Goal: Rewrite the records below, replacing every occurrence of "single pin" with "single marker" and keeping everything else unchanged. Omit the pictures from your output.

◆ ◆ ◆ ◆ ◆

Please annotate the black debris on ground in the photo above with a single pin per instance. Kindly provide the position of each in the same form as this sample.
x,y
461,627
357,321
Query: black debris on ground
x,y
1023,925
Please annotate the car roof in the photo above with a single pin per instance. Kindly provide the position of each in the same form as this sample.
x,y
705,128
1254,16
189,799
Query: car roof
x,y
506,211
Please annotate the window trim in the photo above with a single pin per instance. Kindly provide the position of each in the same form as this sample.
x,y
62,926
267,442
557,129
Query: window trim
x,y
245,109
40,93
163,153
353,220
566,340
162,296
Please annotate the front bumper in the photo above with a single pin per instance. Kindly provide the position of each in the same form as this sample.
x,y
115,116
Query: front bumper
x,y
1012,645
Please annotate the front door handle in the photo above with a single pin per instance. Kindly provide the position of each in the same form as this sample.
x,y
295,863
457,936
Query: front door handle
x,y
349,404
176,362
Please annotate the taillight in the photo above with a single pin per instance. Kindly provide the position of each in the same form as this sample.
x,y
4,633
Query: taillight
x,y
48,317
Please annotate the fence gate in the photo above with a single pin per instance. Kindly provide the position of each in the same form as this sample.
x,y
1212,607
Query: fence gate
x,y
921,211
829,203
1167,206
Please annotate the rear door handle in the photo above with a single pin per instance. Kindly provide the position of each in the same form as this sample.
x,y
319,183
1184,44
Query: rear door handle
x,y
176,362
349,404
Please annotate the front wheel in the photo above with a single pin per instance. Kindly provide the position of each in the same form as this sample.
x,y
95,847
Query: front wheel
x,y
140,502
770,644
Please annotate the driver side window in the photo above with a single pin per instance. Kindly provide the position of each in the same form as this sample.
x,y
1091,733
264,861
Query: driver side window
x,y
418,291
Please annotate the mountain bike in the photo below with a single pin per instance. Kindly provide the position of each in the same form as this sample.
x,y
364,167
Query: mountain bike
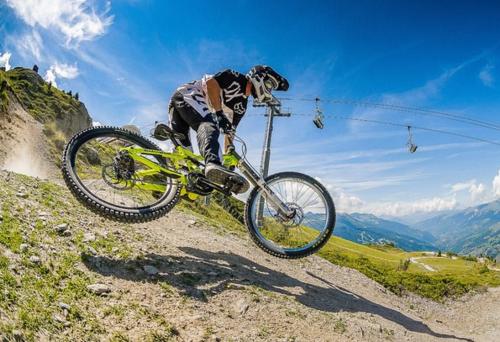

◆ ◆ ◆ ◆ ◆

Solved problem:
Please annotate the black debris on ground in the photo above with a single marker per instance. Kindly provide the position of each in the same form as this sample.
x,y
461,627
357,321
Query: black debris on ground
x,y
1023,925
Please annotate the car roof in the photo above with a single marker per instance. Kindly provide the position of each in the same form as this sample.
x,y
705,128
1254,16
189,799
Query: car roof
x,y
506,211
Please annotate the window trim in the photo above with a single marker per instance. Kindly provide the position of each in the same form as this sample.
x,y
62,926
267,442
557,129
Query: window trim
x,y
245,109
40,93
163,153
353,220
566,340
162,296
Please annotate the front bumper in the photo above with a single marker per instance. Kindly provide the position of each in the same form as this sample.
x,y
115,116
Query: front bumper
x,y
1012,645
Please annotate the front door handle in the photo above with a single marker per instance. Kindly provide the position of each in the same form as this sample.
x,y
295,863
457,936
Query: front door handle
x,y
349,404
176,362
Please annotate the taillight in the photo above with a single marker per instance. Kindly provide the position of each in the same form as this sample.
x,y
4,633
Query: taillight
x,y
48,317
Please annotate the fence gate in the photo above with a single marker per instance. Kindly provide the position of each in the same form as this sample.
x,y
1212,607
Query: fence gate
x,y
921,211
829,203
1167,206
Please annotate the rear door handle in the photo above with a single marker per instance. Kindly provide the position of each in the same form as this sample.
x,y
319,183
1184,44
Query: rear door handle
x,y
176,362
349,404
Please annotate the front wheel in the photo above with a single marker per instance. Kindly provide the position of each in the same form as this sample.
x,y
95,847
Query: front wheel
x,y
140,502
770,644
Please annotate the driver side window in the photo above with a single marker per instance. Kindly provide the position of each in the same form as this sample.
x,y
1091,733
264,861
Query: driver side window
x,y
418,291
Please annotate the mountain bike in the photo below with a single marker per instance. Kindly provide the position of each in the same form as this sample.
x,y
364,167
Query: mountain bike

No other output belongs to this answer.